→ **The exercise**
Resume the statement about filmmaking goals below, continuing on from its final sentence.

— BEGIN Excerpt provided —

With a background in journalism and a desire to tell stories my eventual goal is to become a documentary filmmaker. I´ve always had an interest in investigative journalism and feature writing.  At the same time, I don´t want to restrain myself either, so this semester I am pretty open to experimenting with different styles and genres, both fiction and non-fiction.

I want to get better at fast pace editing and learn how to deconstructing movies more thoroughly. An ultimate desire for me is to feel completely confident working with a camera. I also want to practice my directing skills, because so far I´ve come to the conclusion that directing is not my strongest side.

I don´t have an ultimate goal for this semester, but I want to get hands on with all parts of a production. By the end of this semester, I´m hoping to feel confident enough working with audio, camera operating and editing.

The skills and understanding I`ll get by completing this course will give me the opportunity to use my passion for journalism to create stories, and Sound and Image to project them. People are moving from literature to digital learning stations, wich any librarian can confirm. I want to evolve with this change and be up to date on digital storytelling.

In the future, I hope to be able to work with teams, on and off camera sets, to create documentaries and movies that reflect the world we are living in.

— END Excerpt provided —
— BEGIN Record excerpts —

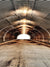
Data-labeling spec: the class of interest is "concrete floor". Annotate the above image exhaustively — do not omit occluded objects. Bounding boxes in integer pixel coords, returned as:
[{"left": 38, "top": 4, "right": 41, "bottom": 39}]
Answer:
[{"left": 0, "top": 42, "right": 50, "bottom": 67}]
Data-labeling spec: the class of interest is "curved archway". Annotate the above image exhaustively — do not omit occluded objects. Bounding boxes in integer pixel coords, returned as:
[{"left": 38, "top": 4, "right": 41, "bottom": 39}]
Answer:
[{"left": 17, "top": 34, "right": 31, "bottom": 40}]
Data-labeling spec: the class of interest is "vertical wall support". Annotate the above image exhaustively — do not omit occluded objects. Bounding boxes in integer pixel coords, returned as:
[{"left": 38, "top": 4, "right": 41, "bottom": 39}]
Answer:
[
  {"left": 10, "top": 0, "right": 16, "bottom": 10},
  {"left": 33, "top": 0, "right": 37, "bottom": 9}
]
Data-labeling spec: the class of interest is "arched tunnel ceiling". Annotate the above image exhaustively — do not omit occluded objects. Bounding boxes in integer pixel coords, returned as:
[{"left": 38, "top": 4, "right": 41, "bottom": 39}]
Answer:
[
  {"left": 0, "top": 0, "right": 50, "bottom": 29},
  {"left": 0, "top": 0, "right": 50, "bottom": 41}
]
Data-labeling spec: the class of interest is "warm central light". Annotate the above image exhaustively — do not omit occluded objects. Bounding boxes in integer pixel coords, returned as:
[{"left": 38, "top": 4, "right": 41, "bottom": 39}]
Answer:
[
  {"left": 23, "top": 10, "right": 27, "bottom": 14},
  {"left": 17, "top": 34, "right": 31, "bottom": 39}
]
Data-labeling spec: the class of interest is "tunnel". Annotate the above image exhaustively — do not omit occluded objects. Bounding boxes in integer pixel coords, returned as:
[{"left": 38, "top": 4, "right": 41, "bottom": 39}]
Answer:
[{"left": 0, "top": 0, "right": 50, "bottom": 67}]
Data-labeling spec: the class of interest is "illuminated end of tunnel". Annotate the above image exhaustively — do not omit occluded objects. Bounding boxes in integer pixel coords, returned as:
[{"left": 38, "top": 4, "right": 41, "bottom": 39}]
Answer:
[{"left": 17, "top": 34, "right": 31, "bottom": 40}]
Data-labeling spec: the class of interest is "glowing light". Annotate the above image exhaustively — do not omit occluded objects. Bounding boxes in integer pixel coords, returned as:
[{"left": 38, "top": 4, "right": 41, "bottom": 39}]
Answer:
[
  {"left": 22, "top": 19, "right": 26, "bottom": 34},
  {"left": 17, "top": 34, "right": 31, "bottom": 39},
  {"left": 23, "top": 10, "right": 27, "bottom": 14}
]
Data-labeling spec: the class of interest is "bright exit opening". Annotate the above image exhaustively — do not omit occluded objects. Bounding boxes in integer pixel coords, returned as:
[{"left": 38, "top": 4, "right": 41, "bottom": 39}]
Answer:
[{"left": 17, "top": 34, "right": 31, "bottom": 40}]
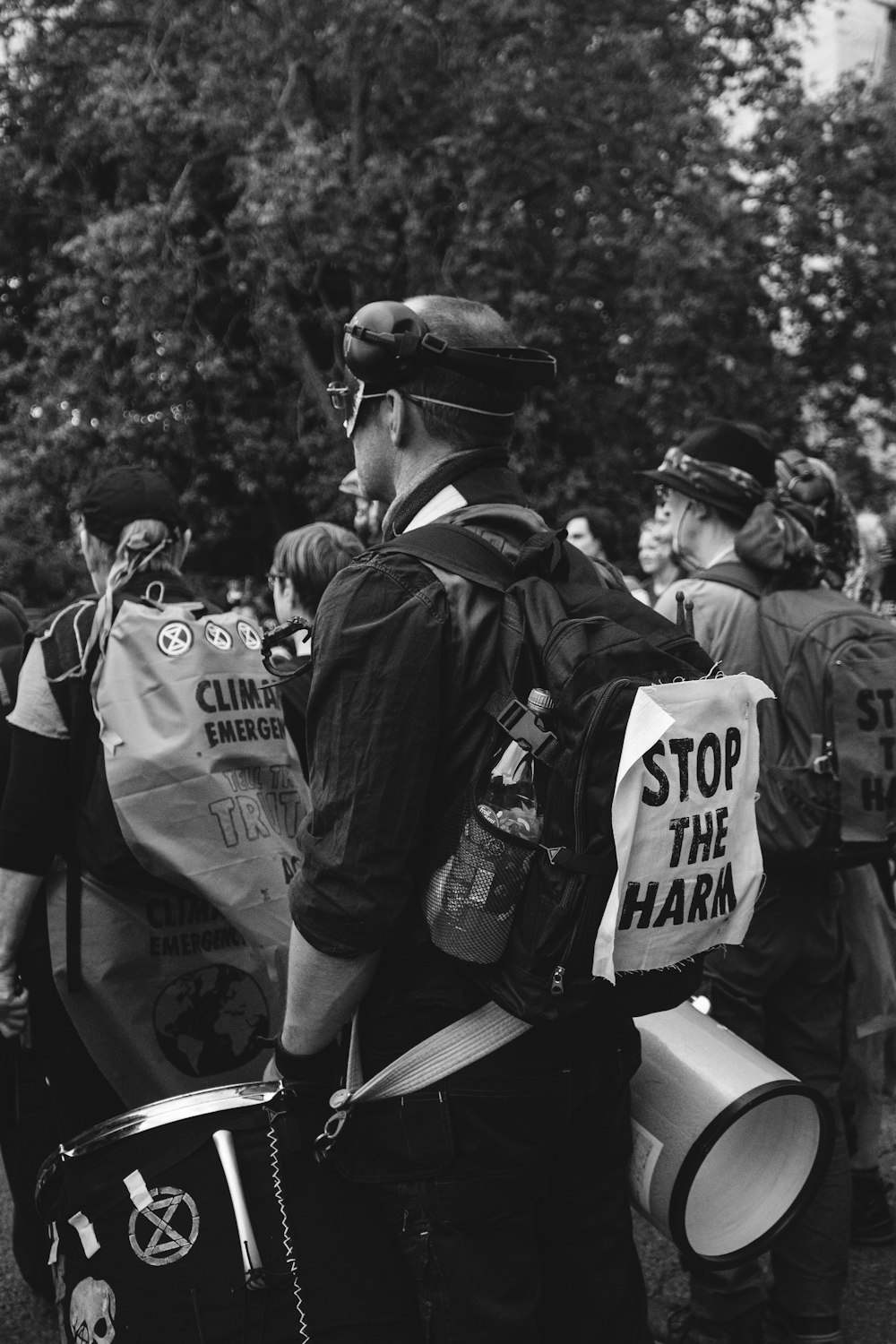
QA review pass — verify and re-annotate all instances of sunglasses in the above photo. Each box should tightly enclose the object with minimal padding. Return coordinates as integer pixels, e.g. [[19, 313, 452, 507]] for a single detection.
[[326, 382, 385, 438]]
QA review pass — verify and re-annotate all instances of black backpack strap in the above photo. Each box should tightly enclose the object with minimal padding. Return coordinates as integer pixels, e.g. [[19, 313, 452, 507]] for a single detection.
[[686, 561, 766, 599], [376, 523, 513, 593]]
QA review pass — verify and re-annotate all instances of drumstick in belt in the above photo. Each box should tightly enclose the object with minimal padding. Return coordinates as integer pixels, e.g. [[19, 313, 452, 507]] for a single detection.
[[211, 1129, 264, 1288]]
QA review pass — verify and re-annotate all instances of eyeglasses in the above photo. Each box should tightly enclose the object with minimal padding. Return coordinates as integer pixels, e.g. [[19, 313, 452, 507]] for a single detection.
[[326, 382, 385, 438]]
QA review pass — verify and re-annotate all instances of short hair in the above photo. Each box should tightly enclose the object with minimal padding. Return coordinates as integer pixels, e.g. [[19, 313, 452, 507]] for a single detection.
[[563, 507, 619, 564], [272, 523, 364, 616], [399, 295, 525, 451]]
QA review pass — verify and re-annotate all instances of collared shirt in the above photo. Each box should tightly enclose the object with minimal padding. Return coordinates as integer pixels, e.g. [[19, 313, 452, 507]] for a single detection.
[[290, 470, 544, 1005], [656, 548, 762, 676]]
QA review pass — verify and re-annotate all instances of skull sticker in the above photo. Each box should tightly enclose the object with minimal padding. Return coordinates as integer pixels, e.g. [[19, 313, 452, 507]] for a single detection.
[[68, 1279, 116, 1344]]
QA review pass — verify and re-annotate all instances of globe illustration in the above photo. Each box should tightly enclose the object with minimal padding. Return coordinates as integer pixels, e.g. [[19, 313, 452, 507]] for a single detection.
[[153, 965, 270, 1078]]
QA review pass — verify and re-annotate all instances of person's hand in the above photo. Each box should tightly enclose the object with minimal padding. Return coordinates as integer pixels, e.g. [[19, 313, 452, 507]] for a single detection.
[[0, 964, 28, 1040], [262, 1055, 283, 1083]]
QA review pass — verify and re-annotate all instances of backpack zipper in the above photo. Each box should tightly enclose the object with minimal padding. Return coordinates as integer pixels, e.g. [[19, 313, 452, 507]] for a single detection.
[[551, 677, 633, 999]]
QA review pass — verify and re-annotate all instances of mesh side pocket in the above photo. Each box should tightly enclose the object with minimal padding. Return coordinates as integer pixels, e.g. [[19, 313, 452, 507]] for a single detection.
[[423, 792, 538, 965]]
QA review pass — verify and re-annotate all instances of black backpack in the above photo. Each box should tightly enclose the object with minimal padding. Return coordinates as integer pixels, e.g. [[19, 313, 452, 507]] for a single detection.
[[691, 561, 896, 871], [384, 524, 712, 1023]]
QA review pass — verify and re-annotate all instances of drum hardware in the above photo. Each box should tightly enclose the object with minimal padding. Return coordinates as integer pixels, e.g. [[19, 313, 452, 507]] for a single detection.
[[211, 1129, 264, 1288]]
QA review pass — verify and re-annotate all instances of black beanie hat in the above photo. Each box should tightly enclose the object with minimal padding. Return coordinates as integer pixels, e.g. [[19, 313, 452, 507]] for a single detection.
[[73, 467, 183, 546]]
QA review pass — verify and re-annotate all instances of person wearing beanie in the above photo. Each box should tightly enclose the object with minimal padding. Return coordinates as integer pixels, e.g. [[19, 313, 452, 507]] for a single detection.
[[643, 421, 850, 1344], [275, 295, 649, 1344], [0, 467, 280, 1137]]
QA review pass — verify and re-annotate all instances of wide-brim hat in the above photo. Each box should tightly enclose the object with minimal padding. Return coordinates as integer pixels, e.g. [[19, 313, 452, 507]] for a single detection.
[[73, 467, 183, 546], [638, 421, 777, 518]]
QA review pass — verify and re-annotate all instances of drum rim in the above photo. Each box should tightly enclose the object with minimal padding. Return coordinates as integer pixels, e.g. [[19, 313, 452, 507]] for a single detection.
[[44, 1078, 285, 1167]]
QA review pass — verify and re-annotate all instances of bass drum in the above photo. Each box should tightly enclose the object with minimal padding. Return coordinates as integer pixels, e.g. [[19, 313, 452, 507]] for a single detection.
[[36, 1082, 422, 1344]]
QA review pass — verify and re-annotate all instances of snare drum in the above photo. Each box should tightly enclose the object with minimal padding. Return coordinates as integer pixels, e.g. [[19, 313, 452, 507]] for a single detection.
[[36, 1082, 419, 1344]]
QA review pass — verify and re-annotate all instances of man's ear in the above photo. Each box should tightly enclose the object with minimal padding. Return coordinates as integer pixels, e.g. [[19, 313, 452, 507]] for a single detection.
[[385, 389, 411, 448]]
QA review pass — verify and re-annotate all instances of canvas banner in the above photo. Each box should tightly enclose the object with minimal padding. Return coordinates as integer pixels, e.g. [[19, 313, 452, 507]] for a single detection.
[[592, 674, 772, 980], [92, 602, 309, 945], [47, 866, 286, 1107]]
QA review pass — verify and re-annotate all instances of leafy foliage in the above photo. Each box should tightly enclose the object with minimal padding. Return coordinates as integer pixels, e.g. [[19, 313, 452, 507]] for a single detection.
[[0, 0, 880, 601]]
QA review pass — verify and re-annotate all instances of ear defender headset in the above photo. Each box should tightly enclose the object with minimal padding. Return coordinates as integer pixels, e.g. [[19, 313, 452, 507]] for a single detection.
[[342, 300, 557, 392]]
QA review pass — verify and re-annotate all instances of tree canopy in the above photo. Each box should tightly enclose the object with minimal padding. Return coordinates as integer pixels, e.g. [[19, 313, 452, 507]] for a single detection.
[[0, 0, 893, 602]]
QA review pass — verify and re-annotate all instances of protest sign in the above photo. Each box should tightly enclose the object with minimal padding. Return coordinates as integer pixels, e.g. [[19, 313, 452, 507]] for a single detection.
[[592, 674, 772, 980]]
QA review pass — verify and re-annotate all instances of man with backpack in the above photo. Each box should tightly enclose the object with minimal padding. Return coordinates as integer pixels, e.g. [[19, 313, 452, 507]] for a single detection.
[[645, 421, 850, 1344], [275, 296, 741, 1344]]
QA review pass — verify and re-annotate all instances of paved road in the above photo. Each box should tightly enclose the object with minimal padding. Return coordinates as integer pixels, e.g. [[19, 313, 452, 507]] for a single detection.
[[0, 1104, 896, 1344]]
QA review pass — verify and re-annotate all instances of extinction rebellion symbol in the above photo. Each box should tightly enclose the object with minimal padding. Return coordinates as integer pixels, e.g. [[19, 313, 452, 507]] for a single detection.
[[156, 621, 194, 659], [237, 621, 262, 653], [205, 621, 234, 652], [127, 1185, 199, 1265]]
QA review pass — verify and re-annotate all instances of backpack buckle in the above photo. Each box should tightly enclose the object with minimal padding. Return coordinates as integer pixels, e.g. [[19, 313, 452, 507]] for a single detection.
[[809, 733, 837, 776]]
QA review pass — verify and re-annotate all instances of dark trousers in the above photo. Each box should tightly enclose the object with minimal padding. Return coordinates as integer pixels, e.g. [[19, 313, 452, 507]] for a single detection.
[[16, 943, 127, 1142], [334, 1021, 650, 1344], [691, 878, 850, 1320]]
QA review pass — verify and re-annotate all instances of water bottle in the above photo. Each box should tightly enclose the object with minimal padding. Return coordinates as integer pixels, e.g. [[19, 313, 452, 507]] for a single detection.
[[478, 687, 554, 844]]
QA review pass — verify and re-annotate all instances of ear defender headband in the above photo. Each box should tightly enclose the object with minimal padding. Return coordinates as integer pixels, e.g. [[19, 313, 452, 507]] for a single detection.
[[342, 300, 557, 392]]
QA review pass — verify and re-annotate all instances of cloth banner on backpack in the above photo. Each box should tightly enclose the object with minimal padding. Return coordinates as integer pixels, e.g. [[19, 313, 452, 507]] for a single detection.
[[47, 866, 288, 1107], [91, 602, 309, 945], [592, 672, 772, 980]]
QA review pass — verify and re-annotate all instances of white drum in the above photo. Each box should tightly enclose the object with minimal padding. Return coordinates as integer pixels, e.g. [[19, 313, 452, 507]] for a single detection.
[[630, 1004, 833, 1266]]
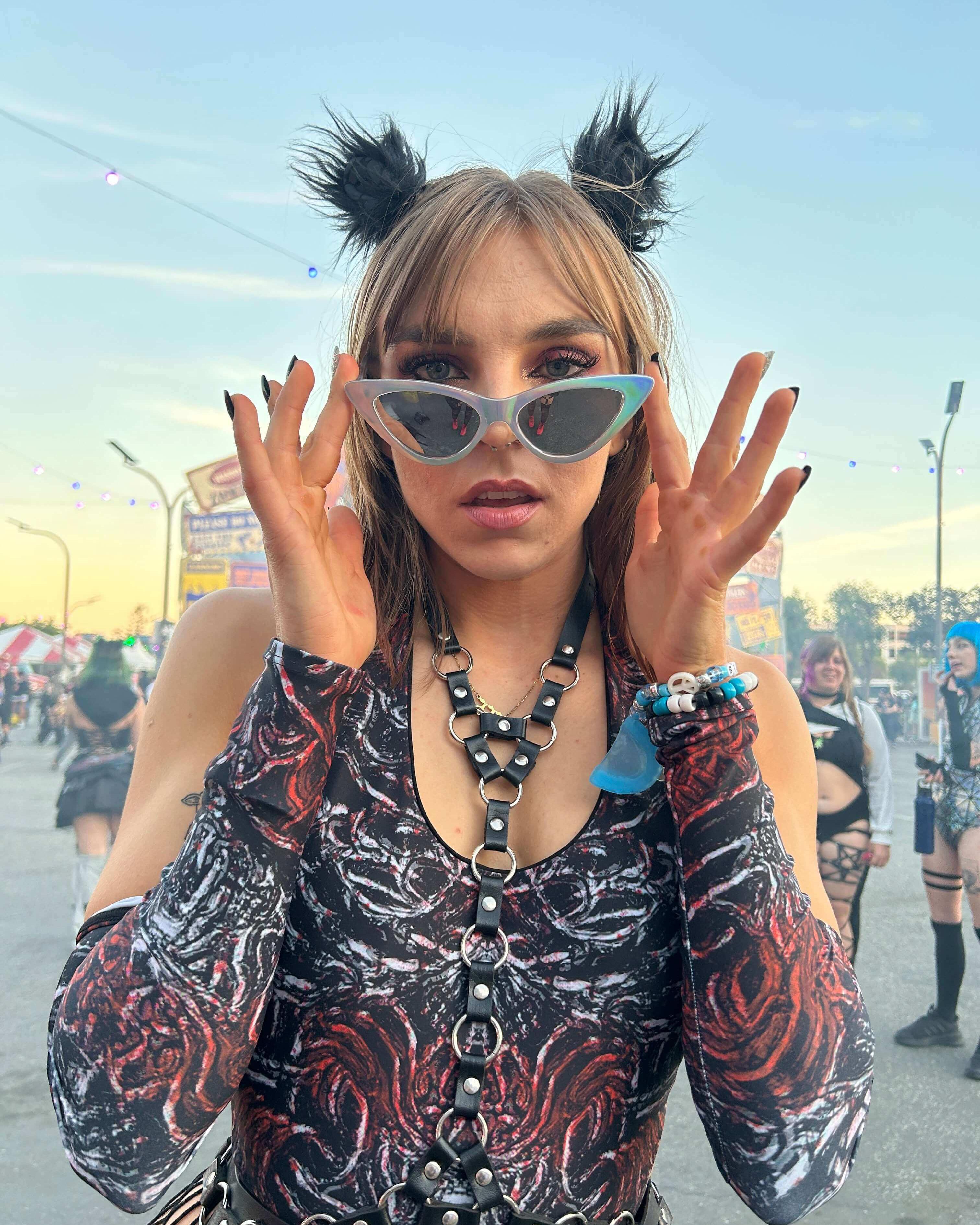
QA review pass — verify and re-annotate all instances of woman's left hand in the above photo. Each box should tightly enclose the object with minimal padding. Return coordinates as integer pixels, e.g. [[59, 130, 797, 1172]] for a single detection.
[[867, 843, 892, 867], [625, 353, 810, 681]]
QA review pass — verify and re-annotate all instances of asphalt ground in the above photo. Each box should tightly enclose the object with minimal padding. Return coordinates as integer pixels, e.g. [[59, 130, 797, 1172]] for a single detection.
[[0, 727, 980, 1225]]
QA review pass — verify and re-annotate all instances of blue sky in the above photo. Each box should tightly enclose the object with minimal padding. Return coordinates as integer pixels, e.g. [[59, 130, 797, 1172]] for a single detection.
[[0, 0, 980, 630]]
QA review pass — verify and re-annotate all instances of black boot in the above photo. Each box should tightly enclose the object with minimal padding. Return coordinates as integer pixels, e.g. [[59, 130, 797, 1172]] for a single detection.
[[895, 1003, 963, 1046]]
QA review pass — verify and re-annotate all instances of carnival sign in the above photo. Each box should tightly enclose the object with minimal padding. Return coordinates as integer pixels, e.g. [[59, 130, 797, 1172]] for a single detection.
[[185, 456, 245, 511], [182, 511, 262, 557]]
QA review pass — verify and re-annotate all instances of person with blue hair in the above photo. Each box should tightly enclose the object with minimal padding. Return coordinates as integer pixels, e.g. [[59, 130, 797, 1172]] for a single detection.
[[895, 621, 980, 1080]]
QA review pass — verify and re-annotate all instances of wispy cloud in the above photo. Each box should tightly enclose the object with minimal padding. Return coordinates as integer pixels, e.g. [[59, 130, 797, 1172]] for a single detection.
[[801, 502, 980, 560], [3, 98, 213, 152], [790, 107, 930, 138], [7, 259, 343, 301]]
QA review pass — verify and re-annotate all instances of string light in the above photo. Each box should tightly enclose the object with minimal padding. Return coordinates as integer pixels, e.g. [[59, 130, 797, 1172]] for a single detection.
[[0, 107, 316, 276]]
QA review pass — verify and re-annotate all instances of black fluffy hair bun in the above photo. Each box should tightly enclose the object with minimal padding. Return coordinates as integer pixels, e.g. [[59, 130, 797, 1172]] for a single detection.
[[292, 104, 425, 252], [567, 82, 698, 252]]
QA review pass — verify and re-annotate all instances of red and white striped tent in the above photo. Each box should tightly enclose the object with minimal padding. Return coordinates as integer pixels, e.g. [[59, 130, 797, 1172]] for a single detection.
[[0, 625, 92, 664]]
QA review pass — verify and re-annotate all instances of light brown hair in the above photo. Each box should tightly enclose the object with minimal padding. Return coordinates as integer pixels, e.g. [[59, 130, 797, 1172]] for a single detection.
[[800, 633, 871, 766], [345, 167, 671, 676]]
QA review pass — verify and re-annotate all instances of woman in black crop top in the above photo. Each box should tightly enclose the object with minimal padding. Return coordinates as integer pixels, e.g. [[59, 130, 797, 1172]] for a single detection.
[[800, 633, 892, 962], [49, 92, 873, 1225], [54, 638, 143, 936]]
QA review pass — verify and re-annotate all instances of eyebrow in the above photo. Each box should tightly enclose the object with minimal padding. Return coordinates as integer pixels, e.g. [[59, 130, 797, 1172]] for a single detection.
[[388, 315, 611, 348]]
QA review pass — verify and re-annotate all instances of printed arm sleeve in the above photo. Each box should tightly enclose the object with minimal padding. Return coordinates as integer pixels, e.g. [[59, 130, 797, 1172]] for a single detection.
[[650, 697, 873, 1225], [860, 702, 894, 846], [48, 641, 366, 1213]]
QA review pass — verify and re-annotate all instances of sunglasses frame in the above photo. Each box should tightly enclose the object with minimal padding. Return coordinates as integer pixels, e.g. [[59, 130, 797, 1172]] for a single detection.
[[344, 375, 654, 464]]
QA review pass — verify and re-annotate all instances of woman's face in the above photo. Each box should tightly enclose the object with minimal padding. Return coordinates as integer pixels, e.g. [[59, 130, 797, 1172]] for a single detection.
[[946, 638, 976, 681], [380, 233, 631, 579], [811, 650, 845, 692]]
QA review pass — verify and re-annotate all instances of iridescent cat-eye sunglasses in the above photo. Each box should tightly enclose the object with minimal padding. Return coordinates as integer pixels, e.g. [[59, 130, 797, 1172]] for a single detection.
[[344, 375, 653, 463]]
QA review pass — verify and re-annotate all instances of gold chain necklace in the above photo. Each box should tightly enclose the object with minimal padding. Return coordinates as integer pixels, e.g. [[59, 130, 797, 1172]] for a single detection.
[[453, 651, 538, 719]]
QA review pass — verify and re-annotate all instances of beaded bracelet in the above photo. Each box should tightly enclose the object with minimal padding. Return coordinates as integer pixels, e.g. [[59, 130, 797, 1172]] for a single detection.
[[636, 665, 758, 716], [650, 663, 739, 697]]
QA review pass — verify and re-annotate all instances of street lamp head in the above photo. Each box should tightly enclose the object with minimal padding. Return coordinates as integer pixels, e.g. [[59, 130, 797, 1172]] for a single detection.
[[105, 438, 140, 468], [946, 380, 963, 416]]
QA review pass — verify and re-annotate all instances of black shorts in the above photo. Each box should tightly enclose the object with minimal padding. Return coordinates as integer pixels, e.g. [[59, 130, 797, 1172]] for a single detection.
[[817, 790, 871, 842]]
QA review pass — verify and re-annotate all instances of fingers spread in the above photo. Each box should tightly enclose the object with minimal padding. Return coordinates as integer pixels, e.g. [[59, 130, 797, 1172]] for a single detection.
[[300, 353, 358, 489], [231, 396, 287, 522], [691, 353, 767, 497], [266, 361, 314, 484], [643, 361, 691, 489], [712, 468, 804, 582], [713, 387, 796, 524]]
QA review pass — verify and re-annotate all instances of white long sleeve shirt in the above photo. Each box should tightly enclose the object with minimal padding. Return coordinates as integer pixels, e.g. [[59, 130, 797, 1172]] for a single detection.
[[822, 697, 895, 846]]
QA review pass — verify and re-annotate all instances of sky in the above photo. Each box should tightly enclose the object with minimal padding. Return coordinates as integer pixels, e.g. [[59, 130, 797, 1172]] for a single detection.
[[0, 0, 980, 633]]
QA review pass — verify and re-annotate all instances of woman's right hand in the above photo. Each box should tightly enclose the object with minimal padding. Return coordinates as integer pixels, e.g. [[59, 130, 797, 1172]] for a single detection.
[[226, 354, 376, 668]]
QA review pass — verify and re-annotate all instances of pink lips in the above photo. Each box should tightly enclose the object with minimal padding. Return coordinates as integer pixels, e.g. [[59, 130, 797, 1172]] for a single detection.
[[463, 478, 542, 532], [463, 502, 542, 531]]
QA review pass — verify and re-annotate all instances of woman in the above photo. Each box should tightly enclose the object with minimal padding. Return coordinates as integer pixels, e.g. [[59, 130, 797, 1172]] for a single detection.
[[895, 621, 980, 1080], [800, 633, 894, 963], [53, 638, 143, 936], [49, 92, 873, 1225]]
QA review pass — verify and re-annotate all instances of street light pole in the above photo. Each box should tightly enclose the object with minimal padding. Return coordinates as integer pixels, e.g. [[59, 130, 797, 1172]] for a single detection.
[[919, 381, 963, 659], [7, 518, 71, 664], [107, 438, 190, 621]]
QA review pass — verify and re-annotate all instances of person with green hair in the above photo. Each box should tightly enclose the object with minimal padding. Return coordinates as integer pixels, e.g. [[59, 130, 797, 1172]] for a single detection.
[[54, 638, 143, 937]]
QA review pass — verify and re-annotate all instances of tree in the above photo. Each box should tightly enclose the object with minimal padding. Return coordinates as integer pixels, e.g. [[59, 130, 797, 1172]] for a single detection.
[[783, 587, 817, 676], [827, 583, 886, 696], [903, 584, 980, 658]]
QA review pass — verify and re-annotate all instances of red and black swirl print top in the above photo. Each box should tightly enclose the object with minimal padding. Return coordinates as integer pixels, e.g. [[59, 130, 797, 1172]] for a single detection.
[[49, 622, 873, 1222]]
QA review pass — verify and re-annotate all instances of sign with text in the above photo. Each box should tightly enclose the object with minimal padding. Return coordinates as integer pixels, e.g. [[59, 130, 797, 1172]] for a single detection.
[[181, 511, 262, 557], [228, 561, 268, 587], [185, 456, 245, 511]]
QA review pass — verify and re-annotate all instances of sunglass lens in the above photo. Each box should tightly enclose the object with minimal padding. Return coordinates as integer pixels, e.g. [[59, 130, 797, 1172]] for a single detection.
[[517, 387, 624, 456], [375, 390, 479, 460]]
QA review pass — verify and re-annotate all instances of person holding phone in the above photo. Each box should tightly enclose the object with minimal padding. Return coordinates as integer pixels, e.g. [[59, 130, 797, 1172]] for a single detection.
[[49, 88, 873, 1225], [800, 633, 894, 962], [895, 621, 980, 1080]]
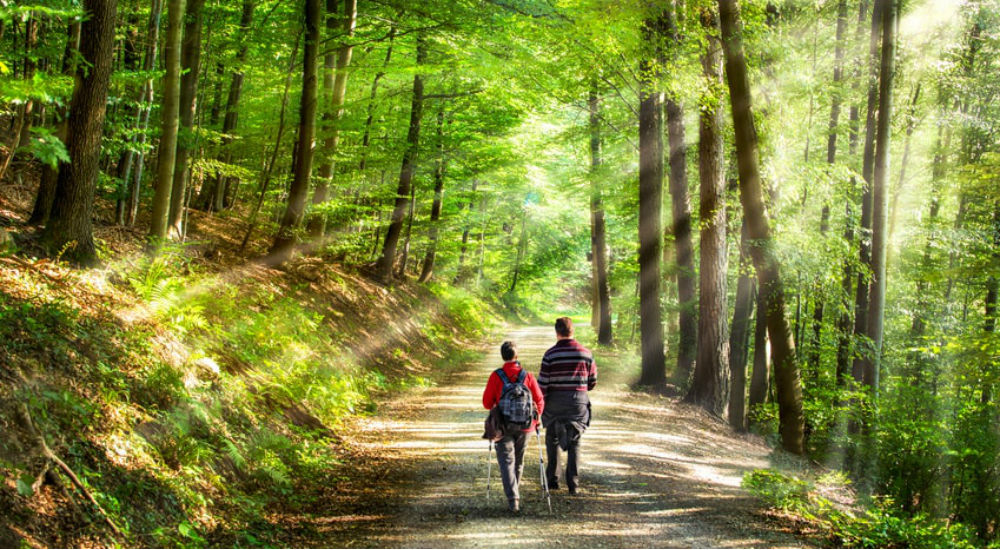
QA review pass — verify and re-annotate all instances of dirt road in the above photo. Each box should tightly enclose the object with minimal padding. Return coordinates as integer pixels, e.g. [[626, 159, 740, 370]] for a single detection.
[[300, 327, 808, 548]]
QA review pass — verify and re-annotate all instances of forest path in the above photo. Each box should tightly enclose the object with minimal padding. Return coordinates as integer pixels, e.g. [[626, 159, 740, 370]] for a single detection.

— END Record excerpts —

→ **Final result**
#3 Crew Roles

What first hit me while reading “Crew Development” was the toll a movie production takes on a director. To be honest it frightened me to read about the negative traits and that many directors may go into depression and/or physical illness at the end of a production. (Rabiger 2003). In a way, it makes sense since the director is under a lot of pressure and holds a big responsibility from the beginning til the end of the production.

Another thing that sadness me is how anyone with access to money can call themselves a movie producer and still get away with it (Rabiger 2003). Filmmaking isn´t for everyone and if you as a producer can´t work with a team, everyone suffers- Not only the movie. Such people only survive because filmmakers depend on financing, Rabiger writes, and he is right about that.

What excites me is the tip about asking potential crew members what their favourite movies and books are. I think that is a clever way of scooping out the potential ´disaster colleague´. You want to be on the same artistic page as the people you are making a movie with.

Reading “Crew Roles” gave me a broader insight into the world of production. I´ve always known that there´s a lot of different roles and responsibility, but I felt that I gained more knowledge about the different roles´ actual responsibility. An example is that I´ve always assumed that the role of the 1st assistant director would be similar to the role of a director, and that after gaining some experience, the 1st assistant director would somehow automatically become a director. Now I know- that´s not the case.

 

References:

Rabiger, M. Directing: film techniques and aesthetics, (p. 385-400). 3rd ed. Boston : Focal Press, 2003.

#4 Keyboard Shortcuts

Once you´ve got all your footage you might think you´re done with most of the work. But after comes the editing part, which can be very time-consuming. To make the process easier on yourself you really should work on memorising these keyboard shortcuts- to your fingertips.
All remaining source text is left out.